== Supplied material ==
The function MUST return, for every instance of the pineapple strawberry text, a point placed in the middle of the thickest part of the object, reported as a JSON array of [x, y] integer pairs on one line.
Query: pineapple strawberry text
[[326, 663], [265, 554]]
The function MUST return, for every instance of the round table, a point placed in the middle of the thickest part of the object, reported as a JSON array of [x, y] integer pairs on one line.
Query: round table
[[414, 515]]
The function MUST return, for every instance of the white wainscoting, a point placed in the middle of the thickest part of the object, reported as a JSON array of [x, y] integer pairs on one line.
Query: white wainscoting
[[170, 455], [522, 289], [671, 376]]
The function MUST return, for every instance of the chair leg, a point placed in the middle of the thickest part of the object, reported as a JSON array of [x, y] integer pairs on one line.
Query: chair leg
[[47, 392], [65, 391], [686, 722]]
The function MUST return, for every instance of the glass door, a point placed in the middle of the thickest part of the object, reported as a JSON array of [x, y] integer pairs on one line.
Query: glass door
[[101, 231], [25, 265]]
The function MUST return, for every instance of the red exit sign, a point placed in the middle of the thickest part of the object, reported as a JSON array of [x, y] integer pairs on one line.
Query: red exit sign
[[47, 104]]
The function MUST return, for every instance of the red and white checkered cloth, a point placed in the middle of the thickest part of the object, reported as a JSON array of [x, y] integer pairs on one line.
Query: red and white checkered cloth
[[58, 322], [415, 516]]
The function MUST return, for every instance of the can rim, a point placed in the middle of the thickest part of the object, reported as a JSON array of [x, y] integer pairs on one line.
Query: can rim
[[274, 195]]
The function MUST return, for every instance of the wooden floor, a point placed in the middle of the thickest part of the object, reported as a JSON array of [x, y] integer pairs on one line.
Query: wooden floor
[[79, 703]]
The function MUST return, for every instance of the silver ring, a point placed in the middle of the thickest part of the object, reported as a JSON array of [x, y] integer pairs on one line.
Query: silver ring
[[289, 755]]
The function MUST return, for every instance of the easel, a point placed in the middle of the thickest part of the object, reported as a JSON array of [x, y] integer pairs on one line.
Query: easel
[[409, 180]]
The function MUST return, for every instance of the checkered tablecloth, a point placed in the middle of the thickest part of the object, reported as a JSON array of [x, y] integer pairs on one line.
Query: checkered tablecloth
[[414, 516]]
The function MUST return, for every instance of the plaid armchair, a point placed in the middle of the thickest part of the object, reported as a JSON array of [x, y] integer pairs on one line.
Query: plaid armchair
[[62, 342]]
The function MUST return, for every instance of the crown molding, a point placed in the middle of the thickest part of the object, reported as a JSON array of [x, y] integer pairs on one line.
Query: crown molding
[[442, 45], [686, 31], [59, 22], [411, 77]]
===
Copy out every entry again, exactly as it was given.

The function MUST return, for every instance of the pineapple strawberry text, a point placed in the middle of the thickest part of the object, reported as a JSON array of [x, y] integer pairs on one line.
Query: pineapple strawberry text
[[326, 663], [265, 554]]
The function MUST return, for every instance of the round table, a point placed in the middle of the thickest part of the object, reported as a JSON array of [x, y] integer pairs on one line.
Query: round table
[[414, 515]]
The function MUST return, for every instance of the white wainscoting, a point placed in the middle of the thickest part of the object, reported as a JSON array of [x, y] integer pairs on one line.
Query: white wainscoting
[[170, 455], [522, 289], [671, 376]]
The function MUST return, for every instance of the chair leg, a point placed in the middle of the thickest part of the object, reported as a JSON array of [x, y] integer pairs on one line.
Query: chair leg
[[47, 392], [65, 391], [686, 722]]
The function MUST return, for every instance of the glass door, a point placed in the middle of the thickest part of the object, reported as a JSON array of [x, y] integer pairs on one line.
Query: glass door
[[101, 231], [25, 265]]
The function MUST return, for every instance of the red exit sign, a point placed in the middle of the thickest part of the object, reported as a JSON array of [x, y] integer pairs on one line.
Query: red exit sign
[[47, 104]]
The function MUST return, for every instance of the red and white checkered cloth, a point placed in the middle of the thickest part of the object, reported as a JSON array of [x, y] integer pairs on one line.
Query: red and white checkered cloth
[[58, 322], [415, 516]]
The function MUST return, for every instance of the can rim, a point placed in the middle of the thickest part of the object, reported as a JSON array of [x, y] integer pairs on one line.
Query: can rim
[[274, 195]]
The function MUST return, for every instance of the wooden floor, a point placed in the middle of the thickest part of the object, reported as a JSON array of [x, y] integer pairs on one line.
Query: wooden floor
[[79, 703]]
The function MUST return, for every instance of the silver ring, a point placed in the middle of the thickest part of the object, reported as a JSON array of [x, y] integer pairs on one line.
Query: silver ring
[[289, 755]]
The function MUST return, for every instance of the easel, a point placed in the middle of the thickest part of the object, reported as a JSON array of [x, y] integer pairs on one line.
Query: easel
[[409, 180]]
The function MUST return, for every instance of the checkered tablecloth, a point placed in the middle of the thickest part of the object, reported as a JSON array of [x, y] integer pairs on one line.
Query: checkered tablecloth
[[414, 516]]
The function MUST return, for every instance of the plaid armchair, a point placed in the middle of the thickest part of the object, reported as a JSON array of [x, y] integer pairs on one line.
Query: plaid armchair
[[62, 342]]
The function MUST return, for every instance of the crown molding, a point placed in the middle of the thickest part of the object, reported as a JSON array of [x, y] integer pairs on one line.
Query: crown molding
[[442, 45], [686, 31], [59, 22], [411, 77]]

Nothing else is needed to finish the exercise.